▶ Goal
Convert every line of the listing below into a JSON list of strings, with one string per line and blank lines omitted. Leave the pictures out of the output.

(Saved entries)
****************************************

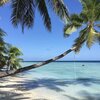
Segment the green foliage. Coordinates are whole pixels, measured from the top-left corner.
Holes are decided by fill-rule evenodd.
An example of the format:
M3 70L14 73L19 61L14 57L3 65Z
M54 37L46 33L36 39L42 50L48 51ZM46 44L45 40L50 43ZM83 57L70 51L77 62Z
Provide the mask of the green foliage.
M6 2L8 2L9 0L0 0L0 6L4 5Z
M49 31L51 31L51 19L48 13L47 3L49 3L49 6L53 8L54 12L61 19L69 18L63 0L11 0L11 20L13 25L18 26L18 24L21 24L22 30L24 30L24 27L33 27L35 10L38 8L44 25Z

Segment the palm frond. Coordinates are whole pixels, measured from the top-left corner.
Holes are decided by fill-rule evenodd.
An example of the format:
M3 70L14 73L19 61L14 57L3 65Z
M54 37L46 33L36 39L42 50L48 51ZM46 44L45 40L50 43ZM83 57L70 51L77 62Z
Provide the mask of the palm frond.
M95 30L95 36L94 36L94 41L98 42L100 44L100 32Z
M44 25L49 31L51 31L51 20L45 0L36 0L36 6L38 7L40 14L42 15Z
M12 0L11 20L14 26L21 24L24 27L32 27L34 22L34 2L33 0Z
M64 27L64 36L69 36L73 32L75 32L78 28L82 26L83 19L76 14L70 16L69 24Z
M55 13L64 20L69 20L69 12L63 0L48 0Z
M4 5L5 3L7 3L9 0L0 0L0 6Z
M70 36L76 30L77 30L77 28L73 24L65 25L65 27L64 27L64 37Z
M93 27L89 27L87 30L88 34L87 34L87 47L90 48L92 46L92 44L94 43L94 35L95 35L95 31L93 29Z
M76 47L75 52L79 52L87 37L87 27L80 31L80 35L75 39L73 47Z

****************************************

▶ Correct result
[
  "Segment the green foliage. Coordinates are whole pixels, measured from the top-left corner.",
  "Holes are decided by fill-rule evenodd.",
  "An example of the format:",
  "M3 70L14 73L19 61L14 57L3 65Z",
  "M54 37L46 33L36 39L42 50L48 51ZM46 44L45 40L50 43ZM83 57L70 51L77 62Z",
  "Provide the mask of the green foliage.",
  "M6 2L8 2L9 0L0 0L0 6L4 5Z",
  "M49 31L51 31L51 19L48 13L47 3L49 3L49 6L53 8L54 12L61 19L69 18L63 0L11 0L11 20L13 25L18 26L18 24L21 24L22 30L24 30L24 27L33 27L35 10L38 8L44 25Z",
  "Segment the palm frond. Coordinates are whole pixels, measured from the top-left corner.",
  "Holes are decided by fill-rule evenodd.",
  "An example of the format:",
  "M3 70L14 73L19 61L14 57L3 65Z",
  "M54 37L46 33L36 39L42 50L48 51ZM46 44L45 40L50 43ZM83 57L70 51L77 62Z",
  "Provide the mask of the palm frond.",
  "M95 30L95 36L94 36L94 41L98 42L100 44L100 32Z",
  "M44 25L49 31L51 31L51 20L45 0L36 0L36 6L38 7L40 14L42 15Z",
  "M12 0L11 20L14 26L21 24L24 27L32 27L34 22L34 2L33 0Z",
  "M64 27L64 36L69 36L73 32L75 32L78 28L82 26L83 19L76 14L70 16L69 24Z",
  "M55 13L64 20L69 20L69 12L63 0L48 0Z",
  "M4 5L5 3L7 3L9 0L0 0L0 6Z",
  "M70 36L76 30L77 30L77 28L73 24L65 25L65 27L64 27L64 37Z",
  "M93 27L89 27L87 30L88 34L87 34L87 47L90 48L92 46L92 44L94 43L94 35L95 35L95 31L93 29Z",
  "M76 47L75 52L79 52L87 37L87 27L80 31L80 35L75 39L73 47Z"
]